## Objective 1
Return every line of the rows below that contains the string "sparrow", treating uppercase and lowercase letters as different.

## Source extract
Math Problem - I'm drawing a blank....

I'm hoping someone can help here. I'm drawing a complete blank as to why you get this answer:

1/2[1/(s-b)] + 1/2[1/(s+b)] = 1/2[(2s)/(s^2-b^2)] = s/(s^2-b^2)

I'm good with the denominator but for the life of me I can't rationalize why you get "s" in the numerator.

Any help is appreciated.

-Keith

Probably all wrong since the last math class I took was in 1963.

1/2 of 2s = s

Alrighty then. I'll see if I can help you out with this.

Hal is right. What you get is 2s/2(s^2-b^2), then 2 cancels out, leaving you with s/(s^2-b^2)

EDIT: See below post for intelligent, useful answer.

You multiply the whole thing by S/S (which = 1). That's how you get it in the numerator. Right?

He wants to know how you come about with S in the numerator to begin with.

confuZion3 wrote: You multiply the whole thing by S/S (which = 1). That's how you get it in the numerator. Right?

Actually you have to multiply the 2 denominators together:

(s+b)(s-b) = s^2-sb + bs - b^2 = s^2 - b^2

I can't remember what you do to the numerators tho and how you wind up with 2s

The idea is you can multiply any one part of an equation by 1 and it doesn't change the equation.

In this case you multiply 1/2(s-b) by (s+b)/(s+b) and 1/2(s+b) by (s-b)/(s-b)

you now have (s+b)/2(s^2 - b^2) + (s-b)/2(s^2 - b^2)

which is the same as (s+b+s-b)/2(s^2 - b^2)

you can probably get it from there

Okay, I figured it out, I think.......

when you multiply the denom of the one you have to multiply the num of that one also thus you wind up with....

[(s+b)/s^2-b^2] + [(s-b)/s^2-b^2] = (s+b+s-b)/(s^2-b^2)

The b terms in the num cancel and you are left with 2s/s^2-b^2

I think that's how it works.

Like I said, my nerves are just getting frazzled

Bingo, you got it.

## Entries provided
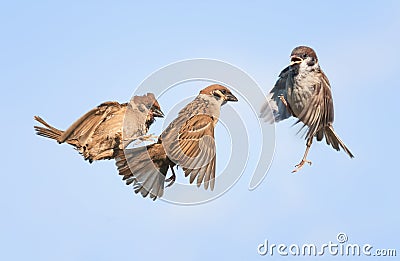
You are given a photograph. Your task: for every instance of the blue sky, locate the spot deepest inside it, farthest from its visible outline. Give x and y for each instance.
(60, 59)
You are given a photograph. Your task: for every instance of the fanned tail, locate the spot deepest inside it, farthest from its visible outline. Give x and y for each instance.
(333, 139)
(48, 132)
(145, 168)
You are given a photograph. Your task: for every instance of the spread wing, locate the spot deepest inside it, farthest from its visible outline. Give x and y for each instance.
(194, 150)
(83, 129)
(279, 111)
(319, 111)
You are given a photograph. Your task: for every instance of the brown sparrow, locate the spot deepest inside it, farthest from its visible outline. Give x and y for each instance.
(188, 141)
(303, 91)
(101, 133)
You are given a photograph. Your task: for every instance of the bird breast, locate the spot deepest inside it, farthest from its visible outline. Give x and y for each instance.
(300, 89)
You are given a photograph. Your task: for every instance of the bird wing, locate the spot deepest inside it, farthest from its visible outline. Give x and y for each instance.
(85, 126)
(279, 110)
(194, 149)
(319, 111)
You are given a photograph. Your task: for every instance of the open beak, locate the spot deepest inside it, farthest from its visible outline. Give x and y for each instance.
(230, 97)
(295, 59)
(157, 113)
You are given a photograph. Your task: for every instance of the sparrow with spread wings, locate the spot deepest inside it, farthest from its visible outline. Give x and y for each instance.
(103, 131)
(303, 91)
(188, 141)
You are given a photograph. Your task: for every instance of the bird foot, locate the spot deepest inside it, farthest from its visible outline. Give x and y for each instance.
(171, 180)
(283, 100)
(301, 164)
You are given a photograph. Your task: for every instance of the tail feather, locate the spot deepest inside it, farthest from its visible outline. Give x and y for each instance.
(333, 139)
(145, 168)
(48, 132)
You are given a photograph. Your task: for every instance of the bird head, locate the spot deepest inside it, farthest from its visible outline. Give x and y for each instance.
(219, 92)
(151, 104)
(303, 54)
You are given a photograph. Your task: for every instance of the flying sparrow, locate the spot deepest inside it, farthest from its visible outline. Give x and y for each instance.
(101, 133)
(303, 91)
(188, 141)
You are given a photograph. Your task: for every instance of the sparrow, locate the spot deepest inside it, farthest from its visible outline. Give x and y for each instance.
(303, 91)
(188, 142)
(101, 133)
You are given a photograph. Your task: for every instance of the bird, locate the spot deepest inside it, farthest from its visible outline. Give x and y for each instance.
(103, 131)
(303, 91)
(188, 142)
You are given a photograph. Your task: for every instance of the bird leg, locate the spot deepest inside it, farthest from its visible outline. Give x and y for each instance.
(171, 179)
(283, 100)
(304, 160)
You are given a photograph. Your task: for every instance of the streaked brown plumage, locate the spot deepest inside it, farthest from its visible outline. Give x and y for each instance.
(188, 141)
(304, 91)
(101, 133)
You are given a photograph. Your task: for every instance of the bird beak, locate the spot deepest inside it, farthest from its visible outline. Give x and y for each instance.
(230, 97)
(158, 113)
(295, 59)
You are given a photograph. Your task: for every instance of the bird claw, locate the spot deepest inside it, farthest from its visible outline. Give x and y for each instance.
(171, 180)
(301, 164)
(283, 100)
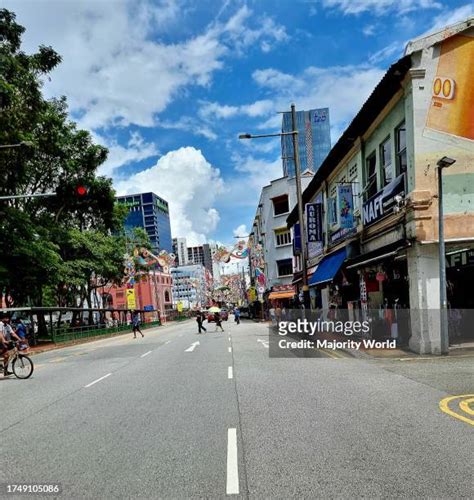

## Objective 2
From the math forum thread above, print the passage that begins at the words "you now have" and stops after the words "out, I think.......", copying it character for character.

## Complete response 1
You are given a photograph. Your task: for every instance of the brown sparrow, locate the spot deepest inside it, farthest from its visible outline. Give x and y for each instance.
You are given a photograph. Your task: for every instance of the sparrow with spread wings, locate the spot deepest inside it, farthest from its visible outline. Give x and y for each instance.
You are given a photograph. Your task: for every instance of the flying sparrow, locate the spot deepest inside it, farthest from its visible outline. Give x and y for each instance.
You are given a photograph. Your task: for every instance of the sparrow, locate the spot deepest inside it, farthest from its visible outline. Give x and y for each instance.

## Complete response 2
you now have (s+b)/2(s^2 - b^2) + (s-b)/2(s^2 - b^2)

which is the same as (s+b+s-b)/2(s^2 - b^2)

you can probably get it from there

Okay, I figured it out, I think.......